→ Records for the task
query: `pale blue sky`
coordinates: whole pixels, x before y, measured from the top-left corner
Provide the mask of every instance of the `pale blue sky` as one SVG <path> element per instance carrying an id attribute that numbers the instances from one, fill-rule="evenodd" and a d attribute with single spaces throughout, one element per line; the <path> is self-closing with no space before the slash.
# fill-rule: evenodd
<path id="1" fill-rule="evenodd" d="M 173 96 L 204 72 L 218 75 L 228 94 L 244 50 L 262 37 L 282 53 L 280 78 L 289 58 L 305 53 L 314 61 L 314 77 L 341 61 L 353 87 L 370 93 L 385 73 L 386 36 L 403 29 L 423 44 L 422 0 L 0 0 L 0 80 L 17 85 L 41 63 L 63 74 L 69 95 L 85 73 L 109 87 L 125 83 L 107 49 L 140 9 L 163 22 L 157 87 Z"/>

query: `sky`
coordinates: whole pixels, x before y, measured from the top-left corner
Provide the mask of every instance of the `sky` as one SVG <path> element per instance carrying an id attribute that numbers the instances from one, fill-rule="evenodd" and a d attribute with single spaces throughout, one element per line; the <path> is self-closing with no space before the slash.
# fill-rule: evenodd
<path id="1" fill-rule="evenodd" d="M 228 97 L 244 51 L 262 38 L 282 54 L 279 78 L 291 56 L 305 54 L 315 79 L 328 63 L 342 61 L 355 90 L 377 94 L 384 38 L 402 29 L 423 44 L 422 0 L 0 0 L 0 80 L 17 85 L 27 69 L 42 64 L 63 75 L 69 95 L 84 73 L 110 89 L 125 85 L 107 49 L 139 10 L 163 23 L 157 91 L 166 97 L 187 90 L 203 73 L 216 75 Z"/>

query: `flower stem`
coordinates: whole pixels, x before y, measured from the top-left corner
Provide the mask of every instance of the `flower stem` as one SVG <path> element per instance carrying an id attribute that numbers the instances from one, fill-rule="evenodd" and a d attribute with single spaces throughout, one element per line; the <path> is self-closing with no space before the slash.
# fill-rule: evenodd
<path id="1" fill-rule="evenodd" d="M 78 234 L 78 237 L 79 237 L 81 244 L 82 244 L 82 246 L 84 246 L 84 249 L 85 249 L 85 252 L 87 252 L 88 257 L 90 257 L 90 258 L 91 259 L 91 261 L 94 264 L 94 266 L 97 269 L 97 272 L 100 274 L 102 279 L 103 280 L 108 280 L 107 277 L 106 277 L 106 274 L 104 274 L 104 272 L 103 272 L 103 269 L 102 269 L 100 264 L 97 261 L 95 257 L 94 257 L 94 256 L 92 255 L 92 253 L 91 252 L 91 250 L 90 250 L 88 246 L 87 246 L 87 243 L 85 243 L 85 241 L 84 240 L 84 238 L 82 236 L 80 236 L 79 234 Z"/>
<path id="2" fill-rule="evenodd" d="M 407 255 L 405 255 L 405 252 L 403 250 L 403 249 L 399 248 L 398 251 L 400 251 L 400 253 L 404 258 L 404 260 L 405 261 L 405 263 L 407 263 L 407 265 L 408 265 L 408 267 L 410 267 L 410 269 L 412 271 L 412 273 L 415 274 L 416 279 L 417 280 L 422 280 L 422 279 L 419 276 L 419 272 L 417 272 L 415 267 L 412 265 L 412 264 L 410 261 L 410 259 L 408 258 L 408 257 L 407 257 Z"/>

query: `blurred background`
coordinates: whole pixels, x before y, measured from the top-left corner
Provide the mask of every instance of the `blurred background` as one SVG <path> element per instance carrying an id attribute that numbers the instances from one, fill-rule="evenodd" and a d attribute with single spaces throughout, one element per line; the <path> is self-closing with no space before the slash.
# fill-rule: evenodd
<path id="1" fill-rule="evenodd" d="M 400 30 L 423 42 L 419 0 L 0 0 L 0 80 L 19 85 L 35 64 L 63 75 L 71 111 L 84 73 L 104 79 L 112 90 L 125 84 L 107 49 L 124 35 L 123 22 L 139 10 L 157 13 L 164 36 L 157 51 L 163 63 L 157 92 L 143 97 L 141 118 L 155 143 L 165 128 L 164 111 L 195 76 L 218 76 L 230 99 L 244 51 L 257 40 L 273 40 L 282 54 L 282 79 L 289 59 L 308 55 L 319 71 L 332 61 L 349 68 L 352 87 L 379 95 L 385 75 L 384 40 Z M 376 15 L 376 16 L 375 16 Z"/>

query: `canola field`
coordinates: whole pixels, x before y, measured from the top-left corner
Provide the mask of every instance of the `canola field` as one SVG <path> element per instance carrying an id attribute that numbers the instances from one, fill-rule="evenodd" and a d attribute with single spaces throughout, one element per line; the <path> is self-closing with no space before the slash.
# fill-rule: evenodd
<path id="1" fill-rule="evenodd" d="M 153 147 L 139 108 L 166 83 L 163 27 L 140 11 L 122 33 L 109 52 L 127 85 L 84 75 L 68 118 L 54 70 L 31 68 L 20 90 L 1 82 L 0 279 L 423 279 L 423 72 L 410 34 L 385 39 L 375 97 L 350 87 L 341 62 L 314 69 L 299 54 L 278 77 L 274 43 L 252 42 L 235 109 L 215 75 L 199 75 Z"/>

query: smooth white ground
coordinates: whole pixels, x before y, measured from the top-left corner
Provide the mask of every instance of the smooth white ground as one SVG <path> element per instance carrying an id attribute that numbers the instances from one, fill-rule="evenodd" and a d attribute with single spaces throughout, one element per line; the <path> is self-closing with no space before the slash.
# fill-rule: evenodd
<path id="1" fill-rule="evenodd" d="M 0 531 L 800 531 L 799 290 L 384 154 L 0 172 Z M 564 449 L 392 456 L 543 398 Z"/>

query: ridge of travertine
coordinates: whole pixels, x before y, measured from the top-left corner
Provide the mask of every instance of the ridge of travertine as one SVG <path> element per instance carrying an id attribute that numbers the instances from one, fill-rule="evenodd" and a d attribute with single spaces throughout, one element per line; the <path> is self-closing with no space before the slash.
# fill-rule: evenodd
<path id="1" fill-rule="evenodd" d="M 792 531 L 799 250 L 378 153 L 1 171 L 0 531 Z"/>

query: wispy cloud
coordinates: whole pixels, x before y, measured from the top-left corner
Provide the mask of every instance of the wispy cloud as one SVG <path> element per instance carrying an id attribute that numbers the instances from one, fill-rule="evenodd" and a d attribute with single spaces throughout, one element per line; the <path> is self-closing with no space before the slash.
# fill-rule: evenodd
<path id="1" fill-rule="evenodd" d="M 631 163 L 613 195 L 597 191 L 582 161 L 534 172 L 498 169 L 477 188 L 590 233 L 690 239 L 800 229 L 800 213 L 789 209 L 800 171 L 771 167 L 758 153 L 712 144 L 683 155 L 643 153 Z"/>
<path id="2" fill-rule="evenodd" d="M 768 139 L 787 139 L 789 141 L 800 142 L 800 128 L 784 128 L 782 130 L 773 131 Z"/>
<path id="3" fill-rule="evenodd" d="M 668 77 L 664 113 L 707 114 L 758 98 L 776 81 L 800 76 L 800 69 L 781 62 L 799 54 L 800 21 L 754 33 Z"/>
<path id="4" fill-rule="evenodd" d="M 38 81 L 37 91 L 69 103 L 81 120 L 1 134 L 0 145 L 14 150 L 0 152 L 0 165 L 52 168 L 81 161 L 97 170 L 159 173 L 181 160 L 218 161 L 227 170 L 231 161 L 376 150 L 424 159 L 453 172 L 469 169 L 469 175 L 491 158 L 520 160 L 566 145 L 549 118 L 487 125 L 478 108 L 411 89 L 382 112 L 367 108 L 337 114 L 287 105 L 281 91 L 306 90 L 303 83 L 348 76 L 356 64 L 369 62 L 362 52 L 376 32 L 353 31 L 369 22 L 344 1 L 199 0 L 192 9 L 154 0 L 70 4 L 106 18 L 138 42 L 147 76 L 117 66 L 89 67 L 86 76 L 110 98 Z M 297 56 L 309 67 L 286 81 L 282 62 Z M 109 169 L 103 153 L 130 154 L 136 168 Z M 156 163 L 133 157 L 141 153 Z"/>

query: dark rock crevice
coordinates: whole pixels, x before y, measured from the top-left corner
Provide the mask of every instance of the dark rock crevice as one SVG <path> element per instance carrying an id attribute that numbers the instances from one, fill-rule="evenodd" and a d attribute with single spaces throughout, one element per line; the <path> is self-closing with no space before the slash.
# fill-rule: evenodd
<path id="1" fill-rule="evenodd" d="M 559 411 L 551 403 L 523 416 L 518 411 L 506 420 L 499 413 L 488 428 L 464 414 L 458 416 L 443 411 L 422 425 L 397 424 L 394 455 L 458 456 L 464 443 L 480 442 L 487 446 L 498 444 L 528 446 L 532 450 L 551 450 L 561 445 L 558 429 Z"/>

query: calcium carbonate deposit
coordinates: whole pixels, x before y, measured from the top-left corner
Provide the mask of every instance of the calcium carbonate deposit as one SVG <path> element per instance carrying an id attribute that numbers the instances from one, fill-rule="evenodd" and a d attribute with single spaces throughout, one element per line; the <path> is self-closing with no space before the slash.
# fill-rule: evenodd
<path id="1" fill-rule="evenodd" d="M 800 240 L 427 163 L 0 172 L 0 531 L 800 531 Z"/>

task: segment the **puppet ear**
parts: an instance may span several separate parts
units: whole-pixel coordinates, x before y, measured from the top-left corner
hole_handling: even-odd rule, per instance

→ Objective
Reproduce nothing but the lines from the line containing "query: calcium carbonate deposit" to the last line of the data, each exactly as written.

→ Finished answer
query: calcium carbonate deposit
coordinates: whole pixels, x before y, measured from the top-left corner
Provide the mask of every instance of the calcium carbonate deposit as one SVG <path> element per instance carrying an id attribute that numbers the instances from one, fill-rule="evenodd" and a d attribute with single spaces throughout, one element per line; the <path> is self-closing with no space before the slash.
# fill-rule: evenodd
<path id="1" fill-rule="evenodd" d="M 800 240 L 427 163 L 0 172 L 0 531 L 800 531 Z"/>

task: segment the **puppet ear**
parts: an instance may span several separate parts
units: whole-pixel coordinates, x before y, measured from the top-left corner
hole_handling: even-odd rule, per instance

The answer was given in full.